• Activity: Nothing but the lines from the top of the data to the line holding "Spot the still" should be printed, word for word and both ends included; leave the pictures out.

• Data extract:
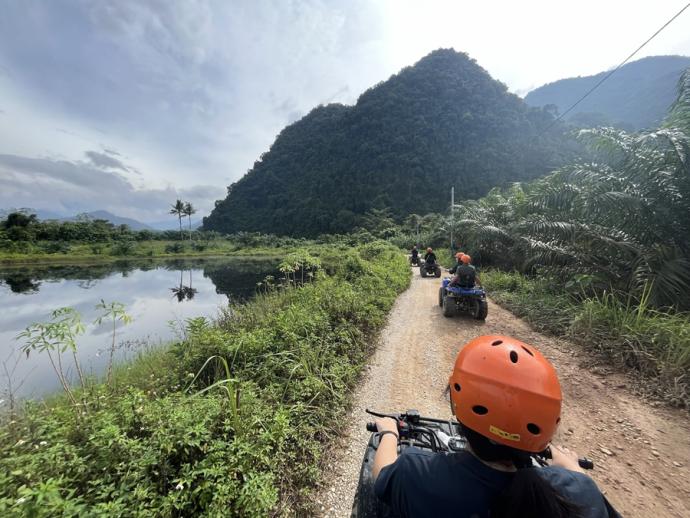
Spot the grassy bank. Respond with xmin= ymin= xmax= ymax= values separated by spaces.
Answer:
xmin=0 ymin=239 xmax=298 ymax=264
xmin=483 ymin=270 xmax=690 ymax=407
xmin=0 ymin=242 xmax=410 ymax=516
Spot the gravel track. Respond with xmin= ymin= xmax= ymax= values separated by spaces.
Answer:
xmin=315 ymin=269 xmax=690 ymax=517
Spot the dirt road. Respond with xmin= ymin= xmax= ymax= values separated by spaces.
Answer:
xmin=315 ymin=269 xmax=690 ymax=517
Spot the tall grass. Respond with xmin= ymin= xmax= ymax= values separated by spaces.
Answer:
xmin=483 ymin=270 xmax=690 ymax=407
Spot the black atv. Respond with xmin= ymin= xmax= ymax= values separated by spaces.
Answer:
xmin=409 ymin=254 xmax=420 ymax=266
xmin=351 ymin=409 xmax=596 ymax=518
xmin=419 ymin=260 xmax=441 ymax=278
xmin=438 ymin=277 xmax=488 ymax=320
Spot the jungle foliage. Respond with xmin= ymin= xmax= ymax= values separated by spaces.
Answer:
xmin=451 ymin=70 xmax=690 ymax=311
xmin=204 ymin=49 xmax=578 ymax=237
xmin=0 ymin=243 xmax=410 ymax=516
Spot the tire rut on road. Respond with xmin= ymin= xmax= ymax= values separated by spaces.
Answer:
xmin=315 ymin=269 xmax=690 ymax=517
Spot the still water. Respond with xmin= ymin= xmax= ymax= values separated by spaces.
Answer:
xmin=0 ymin=257 xmax=277 ymax=401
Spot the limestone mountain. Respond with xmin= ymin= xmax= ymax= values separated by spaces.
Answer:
xmin=204 ymin=49 xmax=576 ymax=236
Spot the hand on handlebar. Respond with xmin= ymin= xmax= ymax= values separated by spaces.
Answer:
xmin=375 ymin=417 xmax=398 ymax=434
xmin=549 ymin=444 xmax=586 ymax=473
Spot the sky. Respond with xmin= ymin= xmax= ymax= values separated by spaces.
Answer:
xmin=1 ymin=0 xmax=689 ymax=223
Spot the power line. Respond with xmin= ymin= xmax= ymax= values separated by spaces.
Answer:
xmin=543 ymin=2 xmax=690 ymax=132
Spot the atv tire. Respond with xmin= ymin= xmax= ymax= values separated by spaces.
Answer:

• Exercise response:
Spot the grassy bank. Respond with xmin= ymin= xmax= ymax= values separated by spaces.
Answer:
xmin=0 ymin=239 xmax=298 ymax=264
xmin=483 ymin=270 xmax=690 ymax=407
xmin=0 ymin=242 xmax=410 ymax=516
Spot the gravel track. Respond with xmin= ymin= xmax= ymax= values separated by spaces.
Answer:
xmin=315 ymin=269 xmax=690 ymax=517
Spot the dirt road. Respond with xmin= ymin= xmax= ymax= values separated by spaces.
Answer:
xmin=315 ymin=269 xmax=690 ymax=517
Spot the tall grass. Respond with xmin= ymin= xmax= ymax= values separated by spaces.
Answer:
xmin=483 ymin=270 xmax=690 ymax=407
Spot the black atv. Respond with xmin= ymin= xmax= ymax= values separated by spaces.
Answer:
xmin=409 ymin=254 xmax=420 ymax=266
xmin=351 ymin=409 xmax=596 ymax=518
xmin=419 ymin=260 xmax=441 ymax=278
xmin=438 ymin=277 xmax=488 ymax=320
Spot the jungle foliage. Respond with xmin= ymin= xmax= ymax= values separated by spaces.
Answer:
xmin=451 ymin=70 xmax=690 ymax=311
xmin=204 ymin=49 xmax=578 ymax=237
xmin=0 ymin=243 xmax=410 ymax=516
Spot the tire rut on road. Respond with xmin= ymin= xmax= ymax= values separated by spaces.
Answer:
xmin=315 ymin=269 xmax=690 ymax=517
Spot the still water. Respond with xmin= ymin= xmax= ymax= values separated by spaces.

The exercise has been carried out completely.